[start]

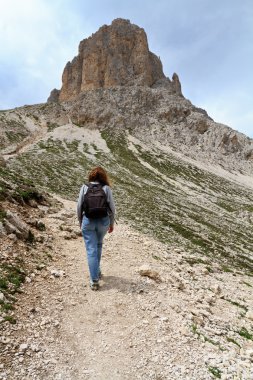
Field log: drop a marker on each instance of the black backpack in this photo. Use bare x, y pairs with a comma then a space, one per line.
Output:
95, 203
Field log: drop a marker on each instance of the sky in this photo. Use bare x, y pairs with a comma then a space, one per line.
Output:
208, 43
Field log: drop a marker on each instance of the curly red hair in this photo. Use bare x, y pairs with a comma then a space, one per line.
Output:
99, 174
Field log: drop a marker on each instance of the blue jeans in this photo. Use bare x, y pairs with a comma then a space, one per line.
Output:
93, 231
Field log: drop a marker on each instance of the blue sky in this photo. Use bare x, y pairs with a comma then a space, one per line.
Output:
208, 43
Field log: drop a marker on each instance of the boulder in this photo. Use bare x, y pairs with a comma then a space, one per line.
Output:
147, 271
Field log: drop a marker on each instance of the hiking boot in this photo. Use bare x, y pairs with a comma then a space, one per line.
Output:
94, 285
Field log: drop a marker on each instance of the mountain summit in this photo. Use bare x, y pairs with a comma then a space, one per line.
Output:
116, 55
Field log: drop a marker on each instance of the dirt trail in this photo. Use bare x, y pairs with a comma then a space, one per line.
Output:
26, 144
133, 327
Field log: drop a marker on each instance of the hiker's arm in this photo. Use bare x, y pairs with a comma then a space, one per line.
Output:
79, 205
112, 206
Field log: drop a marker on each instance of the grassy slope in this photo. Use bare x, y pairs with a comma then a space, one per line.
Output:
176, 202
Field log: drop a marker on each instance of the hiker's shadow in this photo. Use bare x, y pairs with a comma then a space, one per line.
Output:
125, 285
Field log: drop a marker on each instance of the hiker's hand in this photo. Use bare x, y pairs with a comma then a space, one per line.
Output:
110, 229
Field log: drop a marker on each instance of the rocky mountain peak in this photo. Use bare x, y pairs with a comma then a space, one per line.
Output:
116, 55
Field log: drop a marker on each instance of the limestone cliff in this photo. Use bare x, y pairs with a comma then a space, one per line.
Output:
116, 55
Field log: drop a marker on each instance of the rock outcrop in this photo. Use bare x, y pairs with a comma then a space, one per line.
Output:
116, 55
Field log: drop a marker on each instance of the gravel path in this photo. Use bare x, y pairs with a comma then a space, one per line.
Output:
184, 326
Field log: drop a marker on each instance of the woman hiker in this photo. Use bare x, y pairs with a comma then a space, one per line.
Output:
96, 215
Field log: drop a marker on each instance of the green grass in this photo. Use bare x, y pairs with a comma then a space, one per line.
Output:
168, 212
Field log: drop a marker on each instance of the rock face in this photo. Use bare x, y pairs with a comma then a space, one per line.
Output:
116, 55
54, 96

[end]
[start]

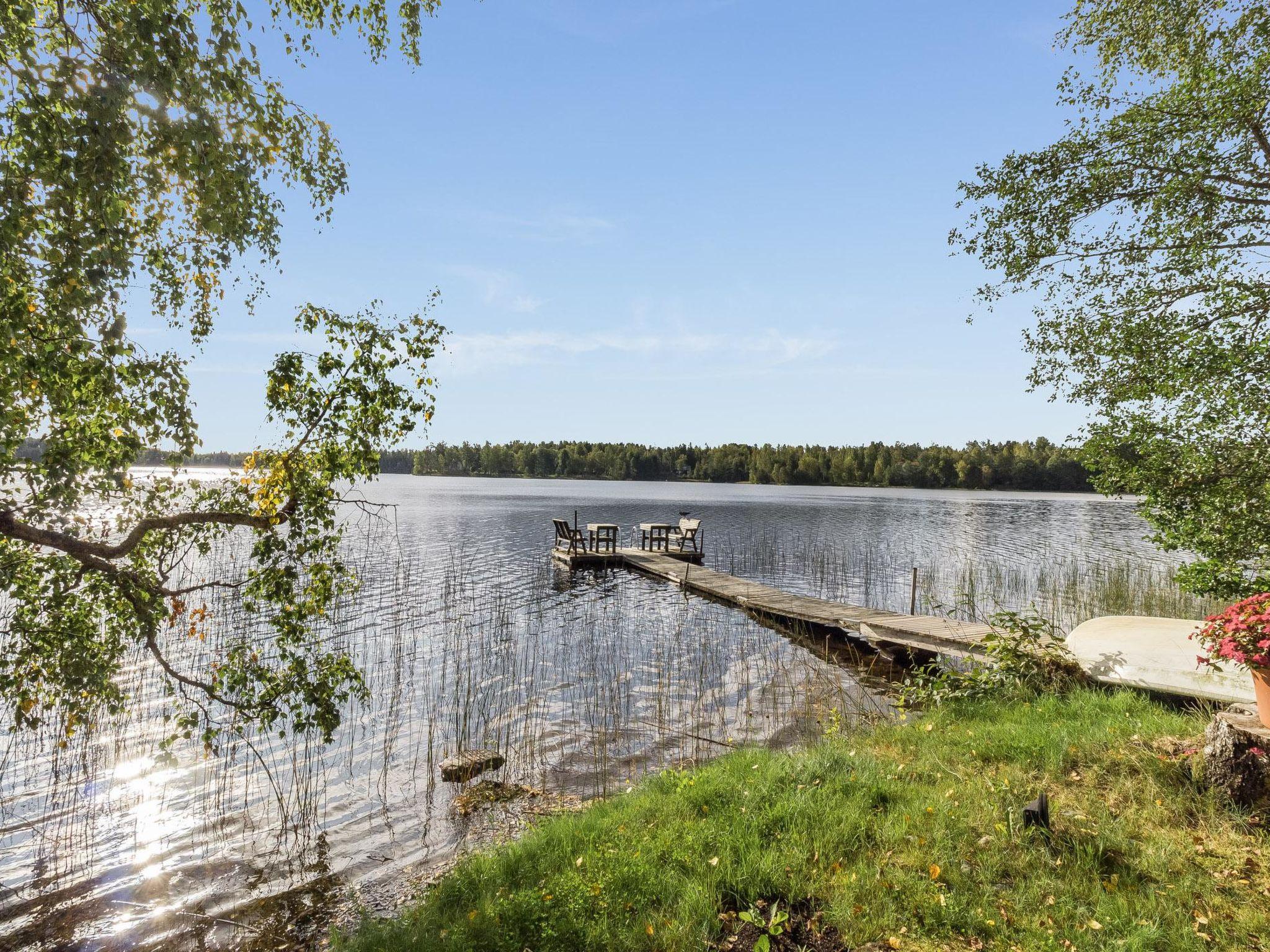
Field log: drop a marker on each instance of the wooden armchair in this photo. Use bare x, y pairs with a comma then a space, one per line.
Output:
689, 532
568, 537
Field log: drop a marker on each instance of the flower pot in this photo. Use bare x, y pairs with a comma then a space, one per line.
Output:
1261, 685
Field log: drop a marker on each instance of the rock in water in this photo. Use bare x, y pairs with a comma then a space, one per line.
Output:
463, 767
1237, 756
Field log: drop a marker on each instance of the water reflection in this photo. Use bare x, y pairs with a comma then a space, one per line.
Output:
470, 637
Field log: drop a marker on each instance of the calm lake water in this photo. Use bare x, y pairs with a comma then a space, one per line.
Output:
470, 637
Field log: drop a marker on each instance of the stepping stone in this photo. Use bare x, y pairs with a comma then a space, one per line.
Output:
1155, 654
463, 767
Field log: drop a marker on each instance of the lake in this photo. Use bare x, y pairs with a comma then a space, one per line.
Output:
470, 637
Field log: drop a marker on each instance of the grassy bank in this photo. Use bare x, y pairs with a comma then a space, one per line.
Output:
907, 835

[end]

Exercise requirements: Locate every line in the entries above that contains the string "hiker" and copy each such line in full. Treat the match as case-sensitive.

Response to the task:
Field log: drop a marker on each instance of the hiker's arm in this photo. Use bare x, y pairs with a comma then a space, one per line.
Field log: drop a marker on each instance of the hiker's shadow in this photo. Use bare x, y pairs with a comma then a space, one per line.
Field log: drop a marker on each instance of the hiker's hand in this photo. Use bare x, y pairs with a comma then a space, one per line.
Field log: drop a marker on each instance of the woman hiker in this photo. Use bare x, y pairs with a comma then a space, one per line.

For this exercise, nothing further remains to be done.